Dataset records

+++

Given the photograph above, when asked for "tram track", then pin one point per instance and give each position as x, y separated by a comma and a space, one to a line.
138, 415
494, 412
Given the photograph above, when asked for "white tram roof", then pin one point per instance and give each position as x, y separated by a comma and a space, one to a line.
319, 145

+++

EXERCISE GOAL
Can you recast all of the data above as a numbered list, one line per number, with any blank lines omitted?

EXERCISE RESPONSE
1. Given the photograph above, when asked for "tram track", then pin one point per instance and give each position as x, y separated by a comma and a space, one to a line.
2. 138, 415
3. 494, 412
4. Given the photograph above, when asked for "white tram roof", then pin one point per instance and give each position as x, y separated by a comma and a space, one to a line.
5. 319, 145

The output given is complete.